Saved entries:
####################

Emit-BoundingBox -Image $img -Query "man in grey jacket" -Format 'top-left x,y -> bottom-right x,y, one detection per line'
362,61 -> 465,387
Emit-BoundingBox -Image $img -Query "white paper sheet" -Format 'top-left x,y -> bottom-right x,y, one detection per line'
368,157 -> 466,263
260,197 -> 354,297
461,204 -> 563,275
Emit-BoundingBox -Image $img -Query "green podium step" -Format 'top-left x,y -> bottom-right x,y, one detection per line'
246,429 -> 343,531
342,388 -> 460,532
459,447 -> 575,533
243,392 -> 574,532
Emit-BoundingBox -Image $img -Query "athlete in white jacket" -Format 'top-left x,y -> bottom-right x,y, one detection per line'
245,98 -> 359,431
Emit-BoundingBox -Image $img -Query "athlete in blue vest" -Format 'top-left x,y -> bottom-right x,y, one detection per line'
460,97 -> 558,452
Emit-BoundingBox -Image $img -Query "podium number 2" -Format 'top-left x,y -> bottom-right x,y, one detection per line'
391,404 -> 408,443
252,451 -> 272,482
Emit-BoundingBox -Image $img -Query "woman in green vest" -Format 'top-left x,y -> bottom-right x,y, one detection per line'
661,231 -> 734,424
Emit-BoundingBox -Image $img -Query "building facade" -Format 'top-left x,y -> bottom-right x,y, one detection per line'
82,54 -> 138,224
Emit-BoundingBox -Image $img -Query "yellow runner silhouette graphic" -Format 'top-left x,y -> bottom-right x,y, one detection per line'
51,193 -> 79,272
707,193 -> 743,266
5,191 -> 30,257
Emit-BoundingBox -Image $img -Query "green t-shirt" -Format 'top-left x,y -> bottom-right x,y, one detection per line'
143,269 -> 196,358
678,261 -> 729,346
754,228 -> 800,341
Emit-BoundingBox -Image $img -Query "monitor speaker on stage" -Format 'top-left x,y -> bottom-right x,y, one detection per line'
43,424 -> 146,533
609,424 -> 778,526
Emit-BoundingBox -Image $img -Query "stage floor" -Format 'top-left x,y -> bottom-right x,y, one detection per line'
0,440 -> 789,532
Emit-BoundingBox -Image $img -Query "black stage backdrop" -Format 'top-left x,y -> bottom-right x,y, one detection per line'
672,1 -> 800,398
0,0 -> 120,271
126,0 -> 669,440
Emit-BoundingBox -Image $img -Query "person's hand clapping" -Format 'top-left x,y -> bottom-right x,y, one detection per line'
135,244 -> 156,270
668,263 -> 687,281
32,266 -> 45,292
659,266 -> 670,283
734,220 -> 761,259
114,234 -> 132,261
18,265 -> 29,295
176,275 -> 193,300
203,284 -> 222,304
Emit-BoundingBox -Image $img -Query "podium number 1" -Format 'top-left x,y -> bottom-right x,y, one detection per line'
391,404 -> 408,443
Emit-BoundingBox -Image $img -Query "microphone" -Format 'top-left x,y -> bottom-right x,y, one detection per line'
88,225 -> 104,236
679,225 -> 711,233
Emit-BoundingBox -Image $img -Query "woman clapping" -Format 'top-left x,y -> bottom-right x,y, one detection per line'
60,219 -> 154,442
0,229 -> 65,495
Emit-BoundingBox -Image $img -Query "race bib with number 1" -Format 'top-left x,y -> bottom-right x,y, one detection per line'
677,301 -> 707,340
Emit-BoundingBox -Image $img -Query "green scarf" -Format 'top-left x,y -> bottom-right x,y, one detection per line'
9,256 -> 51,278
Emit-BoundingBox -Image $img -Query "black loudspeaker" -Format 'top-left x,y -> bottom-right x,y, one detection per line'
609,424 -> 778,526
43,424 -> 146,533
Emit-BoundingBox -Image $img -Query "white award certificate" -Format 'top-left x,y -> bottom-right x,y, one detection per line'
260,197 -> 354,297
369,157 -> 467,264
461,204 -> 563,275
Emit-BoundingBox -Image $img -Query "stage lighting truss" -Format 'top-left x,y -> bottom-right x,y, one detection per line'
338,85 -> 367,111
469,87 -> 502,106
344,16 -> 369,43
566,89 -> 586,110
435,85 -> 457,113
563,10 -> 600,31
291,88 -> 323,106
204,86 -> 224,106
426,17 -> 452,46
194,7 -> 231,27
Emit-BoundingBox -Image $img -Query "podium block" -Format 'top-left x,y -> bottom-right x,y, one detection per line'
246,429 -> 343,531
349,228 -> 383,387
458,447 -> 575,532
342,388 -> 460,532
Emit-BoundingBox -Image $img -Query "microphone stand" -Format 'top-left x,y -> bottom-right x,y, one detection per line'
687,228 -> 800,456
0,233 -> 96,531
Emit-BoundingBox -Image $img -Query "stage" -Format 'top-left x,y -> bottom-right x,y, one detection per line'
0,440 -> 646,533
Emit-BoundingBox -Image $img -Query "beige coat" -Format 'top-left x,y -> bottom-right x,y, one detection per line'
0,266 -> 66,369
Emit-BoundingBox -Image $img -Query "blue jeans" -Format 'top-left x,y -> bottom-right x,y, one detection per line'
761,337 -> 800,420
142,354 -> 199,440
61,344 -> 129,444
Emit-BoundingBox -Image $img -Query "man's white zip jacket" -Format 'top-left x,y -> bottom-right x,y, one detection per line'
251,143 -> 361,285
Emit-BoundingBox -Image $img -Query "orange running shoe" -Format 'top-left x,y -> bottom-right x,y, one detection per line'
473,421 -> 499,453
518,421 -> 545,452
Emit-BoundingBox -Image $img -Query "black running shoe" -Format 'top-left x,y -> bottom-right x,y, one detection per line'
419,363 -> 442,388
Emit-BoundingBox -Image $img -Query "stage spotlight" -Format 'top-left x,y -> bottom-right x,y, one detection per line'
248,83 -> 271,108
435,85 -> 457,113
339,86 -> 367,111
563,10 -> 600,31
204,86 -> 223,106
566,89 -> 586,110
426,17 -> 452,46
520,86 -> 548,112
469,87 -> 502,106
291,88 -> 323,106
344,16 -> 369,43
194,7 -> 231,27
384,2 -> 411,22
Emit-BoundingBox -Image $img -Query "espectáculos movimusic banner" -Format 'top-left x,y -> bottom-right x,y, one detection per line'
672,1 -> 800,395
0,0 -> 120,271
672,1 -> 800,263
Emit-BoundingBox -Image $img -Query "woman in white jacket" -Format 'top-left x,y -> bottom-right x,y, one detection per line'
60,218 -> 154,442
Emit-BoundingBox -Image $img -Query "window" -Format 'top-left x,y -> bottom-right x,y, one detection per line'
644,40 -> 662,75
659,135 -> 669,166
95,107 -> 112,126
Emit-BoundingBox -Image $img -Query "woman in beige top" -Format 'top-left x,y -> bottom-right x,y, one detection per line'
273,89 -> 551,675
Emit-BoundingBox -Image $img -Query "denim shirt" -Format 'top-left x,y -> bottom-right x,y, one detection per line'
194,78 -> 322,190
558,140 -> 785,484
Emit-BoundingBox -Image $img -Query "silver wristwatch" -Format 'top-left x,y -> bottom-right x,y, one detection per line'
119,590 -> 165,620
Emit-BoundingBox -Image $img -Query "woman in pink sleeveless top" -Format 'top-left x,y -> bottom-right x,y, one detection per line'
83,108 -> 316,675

####################

Aim of the task — What is needed is an exact copy of all the records above.

Expected output —
Emit-BoundingBox -Image $img -Query "man in grey jacket" -Format 'top-left x,y -> bottom-right x,y, one detection per line'
362,61 -> 465,387
Emit-BoundingBox -Image $img -Query "white paper sheet" -Format 'top-left x,y -> bottom-right x,y, one detection per line'
368,157 -> 466,263
260,197 -> 354,297
461,204 -> 563,275
Emit-BoundingBox -Image $img -Query "green podium step" -Format 'top-left x,y -> bottom-right x,y, one detection per line'
246,429 -> 343,531
342,388 -> 460,532
459,447 -> 575,533
243,392 -> 574,532
Emit-BoundingBox -Image $img -Query "athlete in white jacket" -Format 'top-left x,y -> bottom-right x,y, one detection per line'
245,98 -> 359,431
Emit-BoundingBox -Image $img -Query "athlete in blue vest" -Format 'top-left x,y -> bottom-right x,y, one detection per line'
460,97 -> 558,452
Emit-BoundingBox -Image $img -Query "podium number 2" -Format 'top-left x,y -> bottom-right x,y, one detection per line'
391,404 -> 408,443
252,451 -> 272,482
Emit-BoundingBox -Image $img -Query "woman in green vest" -Format 'top-left x,y -> bottom-right x,y, one detection per line'
661,231 -> 734,424
Emit-BoundingBox -Image $img -Query "building facade" -Format 'top-left x,y -> bottom-right x,y, one detection per line'
82,54 -> 138,224
Emit-BoundingBox -Image $img -Query "yellow runner silhouette graphic" -Format 'top-left x,y -> bottom-right x,y, one detection per line'
51,193 -> 79,272
707,193 -> 743,266
5,191 -> 30,257
Emit-BoundingBox -Image $img -Query "green t-shirt" -Format 'top-left x,y -> bottom-right x,y, one detection per line'
143,269 -> 196,358
678,261 -> 729,346
754,228 -> 800,341
Emit-BoundingBox -Image $img -Query "monitor speaker on stage" -Format 'top-left x,y -> bottom-right x,y, one detection per line'
43,424 -> 146,533
609,424 -> 778,526
Emit-BoundingBox -Image $img -Query "stage floor" -Format 'top-left x,y -> bottom-right x,y, one detection per line'
0,440 -> 789,532
Emit-BoundingBox -Image $img -Query "black stage backdrop" -Format 'top-left x,y -> bottom-right x,y, one detection per line'
672,1 -> 800,398
0,0 -> 120,271
126,0 -> 669,440
Emit-BoundingBox -Image $img -Query "person's hand clapping" -Format 'top-left x,y -> bottom-right x,y, one detection per line'
135,244 -> 156,270
668,263 -> 687,281
32,266 -> 45,292
659,266 -> 670,283
734,220 -> 761,259
114,234 -> 132,261
18,265 -> 29,295
176,275 -> 193,300
203,284 -> 222,304
Emit-BoundingBox -Image $img -Query "podium number 1" -Format 'top-left x,y -> bottom-right x,y, one detection per line'
391,404 -> 408,443
Emit-BoundingBox -Image $img -Query "microphone" -Format 'top-left x,y -> bottom-right x,y, one detection per line'
88,225 -> 104,236
679,225 -> 711,233
Emit-BoundingBox -Image $img -Query "woman clapping" -Format 'top-left x,y -> bottom-right x,y, one detection per line'
60,219 -> 154,442
0,229 -> 65,495
Emit-BoundingBox -Image $img -Query "race bib with number 1" -Format 'top-left x,y -> bottom-right x,y, one detection per line'
677,301 -> 707,340
Emit-BoundingBox -Image $img -Query "green scarf" -Format 'top-left x,y -> bottom-right x,y, one detection per line'
9,256 -> 51,278
Emit-BoundingBox -Image $img -Query "black loudspeaker" -Format 'top-left x,y -> bottom-right x,y, one detection per line'
609,424 -> 778,526
43,424 -> 146,533
Emit-BoundingBox -Image $img -Query "white award certificate" -Format 'top-left x,y -> bottom-right x,y, one detection per line'
260,197 -> 354,297
369,157 -> 467,264
461,204 -> 563,275
Emit-BoundingBox -Image $img -Query "stage lighting truss" -Format 'top-left x,y -> bottom-right x,y, one detection per line'
338,85 -> 367,111
469,87 -> 502,106
344,16 -> 369,43
566,89 -> 586,110
435,85 -> 457,113
563,10 -> 600,31
291,88 -> 323,106
204,86 -> 224,106
426,17 -> 452,46
194,7 -> 231,27
Emit-BoundingBox -Image $img -Query "podium block" -Format 'top-left x,y -> bottom-right x,y, one detection per line'
246,429 -> 343,531
349,228 -> 383,387
458,447 -> 575,532
342,388 -> 460,532
Emit-BoundingBox -Image $img -Query "microphone stand" -Format 'top-left x,y -> bottom-right x,y, one detection per line'
687,228 -> 800,456
0,233 -> 96,531
Emit-BoundingBox -Image $img -Query "stage" -Format 'top-left x,y -> bottom-right x,y, one detection per line'
0,440 -> 646,533
Emit-BoundingBox -Image $img -Query "beige coat" -Format 'top-left x,y -> bottom-right x,y, one detection per line'
0,266 -> 66,369
Emit-BoundingBox -Image $img -Query "blue jeans" -Format 'top-left x,y -> bottom-right x,y, one detection per line'
761,337 -> 800,420
142,354 -> 199,440
61,344 -> 129,444
Emit-BoundingBox -Image $img -Query "man's white zip jacket" -Format 'top-left x,y -> bottom-right x,y, one detection per line'
251,143 -> 361,285
Emit-BoundingBox -Image $img -Query "orange running shoe" -Format 'top-left x,y -> bottom-right x,y, one detection per line'
473,421 -> 499,453
518,421 -> 545,452
Emit-BoundingBox -Image $img -Query "black running shoe" -Format 'top-left x,y -> bottom-right x,y, one detection per line'
419,363 -> 442,388
Emit-BoundingBox -Image $img -Query "stage spotlight" -Format 'top-left x,y -> bottom-right x,y, one detection per line'
248,83 -> 271,108
435,85 -> 457,113
339,86 -> 367,111
563,10 -> 600,31
204,86 -> 223,106
566,89 -> 586,110
426,17 -> 452,46
520,86 -> 548,112
469,87 -> 502,106
291,88 -> 323,106
344,16 -> 369,43
194,7 -> 231,27
384,2 -> 411,22
Emit-BoundingBox -Image $img -Query "espectáculos movimusic banner" -Format 'top-left x,y -> bottom-right x,y, one detection per line'
672,1 -> 800,395
0,0 -> 120,271
672,1 -> 800,263
Emit-BoundingBox -Image $img -Query "woman in white jacket" -Format 'top-left x,y -> bottom-right x,y, one detection per line'
60,218 -> 154,442
Emit-BoundingBox -Image $img -Query "window" -Format 'top-left x,y -> bottom-right x,y, one detection per line'
644,40 -> 662,75
659,135 -> 669,166
95,107 -> 112,126
Emit-BoundingBox -Image $img -Query "woman in beige top" -Format 'top-left x,y -> bottom-right x,y, one detection per line'
273,89 -> 551,675
Emit-BoundingBox -Image $img -Query "denim shirt" -Format 'top-left x,y -> bottom-right x,y, one detection per line'
194,78 -> 322,190
558,140 -> 785,484
Emit-BoundingBox -Image $img -Query "silver wristwatch" -Format 'top-left x,y -> bottom-right x,y, one detection per line'
119,590 -> 165,620
Emit-BoundingBox -Image $img -Query "woman in pink sleeveless top" -Format 'top-left x,y -> bottom-right x,y, one detection per line'
83,108 -> 316,675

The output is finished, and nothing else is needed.